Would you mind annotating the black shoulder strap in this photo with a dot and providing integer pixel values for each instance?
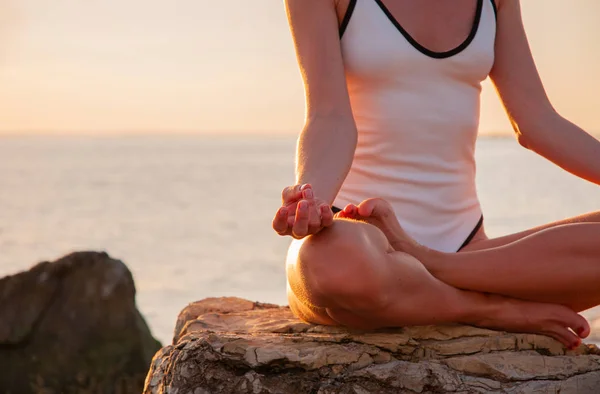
(347, 17)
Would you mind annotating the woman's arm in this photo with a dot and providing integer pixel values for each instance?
(537, 124)
(326, 144)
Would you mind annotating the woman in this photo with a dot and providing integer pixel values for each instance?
(392, 89)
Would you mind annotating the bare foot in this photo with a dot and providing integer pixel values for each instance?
(379, 213)
(556, 321)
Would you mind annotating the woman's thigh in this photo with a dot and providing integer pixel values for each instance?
(481, 241)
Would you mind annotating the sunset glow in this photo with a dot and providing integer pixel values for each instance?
(204, 66)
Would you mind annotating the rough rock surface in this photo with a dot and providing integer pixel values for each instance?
(230, 345)
(72, 326)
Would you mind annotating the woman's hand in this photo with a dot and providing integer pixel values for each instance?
(301, 213)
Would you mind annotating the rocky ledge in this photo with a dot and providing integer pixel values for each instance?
(71, 326)
(231, 345)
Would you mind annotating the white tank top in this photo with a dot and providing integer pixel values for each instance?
(417, 114)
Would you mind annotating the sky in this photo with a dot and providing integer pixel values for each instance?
(135, 66)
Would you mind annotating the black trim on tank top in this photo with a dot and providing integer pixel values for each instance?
(428, 52)
(473, 233)
(347, 17)
(495, 8)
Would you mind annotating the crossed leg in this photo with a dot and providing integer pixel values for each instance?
(350, 274)
(481, 241)
(558, 263)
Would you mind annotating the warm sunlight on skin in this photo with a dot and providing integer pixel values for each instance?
(155, 66)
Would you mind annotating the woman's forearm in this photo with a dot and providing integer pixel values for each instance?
(567, 146)
(324, 154)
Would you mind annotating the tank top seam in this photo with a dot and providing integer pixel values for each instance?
(347, 17)
(427, 52)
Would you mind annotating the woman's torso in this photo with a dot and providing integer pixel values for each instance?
(416, 107)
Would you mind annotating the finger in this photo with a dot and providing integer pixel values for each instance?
(350, 210)
(366, 208)
(300, 228)
(280, 223)
(580, 325)
(291, 194)
(307, 192)
(326, 215)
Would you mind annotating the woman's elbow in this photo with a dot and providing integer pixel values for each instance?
(534, 129)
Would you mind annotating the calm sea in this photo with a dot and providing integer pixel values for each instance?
(191, 215)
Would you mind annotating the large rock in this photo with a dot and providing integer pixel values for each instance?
(232, 345)
(72, 326)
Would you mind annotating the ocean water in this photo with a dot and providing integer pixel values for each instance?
(191, 215)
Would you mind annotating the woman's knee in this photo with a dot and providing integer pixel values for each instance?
(341, 264)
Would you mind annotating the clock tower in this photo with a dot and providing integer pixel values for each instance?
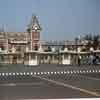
(35, 30)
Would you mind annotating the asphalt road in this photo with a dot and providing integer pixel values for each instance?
(49, 81)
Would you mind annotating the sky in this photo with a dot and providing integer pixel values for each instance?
(59, 19)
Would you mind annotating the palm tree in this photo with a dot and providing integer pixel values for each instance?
(93, 41)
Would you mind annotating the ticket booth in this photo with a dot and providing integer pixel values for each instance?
(31, 58)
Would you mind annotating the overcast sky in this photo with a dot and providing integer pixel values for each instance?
(59, 19)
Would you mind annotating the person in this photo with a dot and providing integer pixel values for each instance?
(79, 60)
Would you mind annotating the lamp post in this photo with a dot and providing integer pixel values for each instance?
(76, 43)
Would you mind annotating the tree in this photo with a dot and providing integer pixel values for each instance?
(93, 41)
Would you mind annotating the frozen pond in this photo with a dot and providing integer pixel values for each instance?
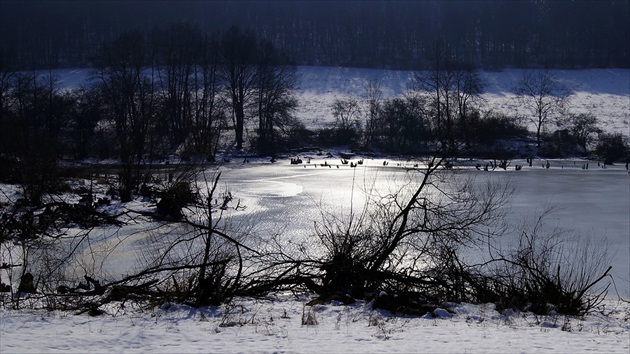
(288, 199)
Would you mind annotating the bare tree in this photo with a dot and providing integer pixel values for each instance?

---

Your task is to copy the entries in full and exactly, without any images.

Would you mind annotating the black shoulder strap in this photo with a dot and providing integer pixel values for each instance?
(347, 17)
Would you mind annotating the woman's arm in this photo with a dot and providing integer pixel values for each instance?
(537, 124)
(326, 144)
Would you mind annotating the woman in this photo with a dot and providing integer pixel values for each instance?
(392, 89)
Would you mind annotating the bare foot in this photo with a dot and providing integer pixel values for each instance?
(379, 213)
(556, 321)
Would you mind annotating the woman's thigh in this photo with a dot and providing integer pixel values for each instance?
(481, 241)
Would you mind annotating the sunset glow in this photo with a dot and providing integer pixel values for each instance?
(204, 66)
Would you mind annotating the rough rock surface in this photo with a dot and providing integer pixel values for each instance?
(230, 345)
(72, 326)
Would you mind annotating the woman's hand in this photo with a dot and providing integer pixel values for each instance?
(301, 213)
Would you mind annotating the rocky ledge in this photo with a dot and providing integer pixel values for each instance?
(71, 326)
(231, 345)
Would you mind annotating the white tank top in this photo with a dot and providing integer pixel values for each instance?
(417, 114)
Would you mind annotating the sky in this photo with a dot and providing integer pixel values for each instance?
(135, 66)
Would you mind annotating the black trim on tank top in this photo with a dot and providing integer pixel values for each instance?
(428, 52)
(473, 233)
(347, 17)
(495, 8)
Would you mind annotating the crossed leg in this photo with a dot and providing integer pixel values for each instance?
(350, 274)
(481, 241)
(558, 263)
Would you mind annotating the warm sunlight on skin in this photo with a dot and providing integer pixel values for each instance?
(155, 66)
Would you mind annotating the woman's forearm in this photo with a dot and providing integer pixel values for each instance?
(567, 146)
(324, 154)
Would you mind annotating the tank top seam in this photo with a dot and providing integer pixel values for each instance?
(347, 17)
(427, 52)
Would you mind annotating the woman's torso in this photo with a dot and providing integer pixel values for each instance?
(416, 107)
Would you mind annotating the finger in this photo with a dot and providing integer pixel values for each instance?
(350, 210)
(366, 208)
(300, 228)
(280, 223)
(580, 325)
(291, 194)
(307, 192)
(326, 215)
Would you mind annotating the woman's elbow in this photo with a dot and providing integer pixel values for each instance?
(534, 129)
Would you mind annotating the calm sea in this photo with a dot and providing integer pixel values for each instance?
(191, 215)
Would you mind annotating the large rock in this photo with a dot and providing integer pixel values for each instance?
(232, 345)
(72, 326)
Would you mind annotating the ocean water in this photo with a dot and providing integer pixel values for each instance?
(191, 215)
Would you mind annotating the woman's knee in this photo with a dot and providing integer pixel values for each instance?
(341, 264)
Would you mind annotating the clock tower in this photo with a dot and providing integer pixel values for each instance?
(35, 30)
Would you mind annotating the asphalt road in this photo with a dot and providing integer pixel values for each instance?
(49, 81)
Would you mind annotating the sky in this photo with a dot and providing integer pixel values for each instance?
(59, 19)
Would you mind annotating the palm tree in this photo with a dot and providing integer pixel values for each instance?
(93, 41)
Would you mind annotating the ticket booth in this photo with a dot and providing integer pixel values for each instance?
(31, 58)
Would you mind annotating the overcast sky in this photo with a dot and providing integer pixel values for each instance?
(59, 19)
Would you mind annotating the person in this photo with a dot and providing integer pixel values for each instance?
(79, 60)
Would you mind annotating the lamp post in this photo with a dot and providing integer pixel values for each instance?
(76, 43)
Would you mind annotating the tree in this photo with a dot and providing integer pixel values for each instance?
(93, 41)
Would you mind annotating the frozen pond in this photo with a dot and providing integer pixel values for each instance?
(288, 199)
Would you mind annotating the bare tree in this photo with a dot and providing integer pixel values for each instance?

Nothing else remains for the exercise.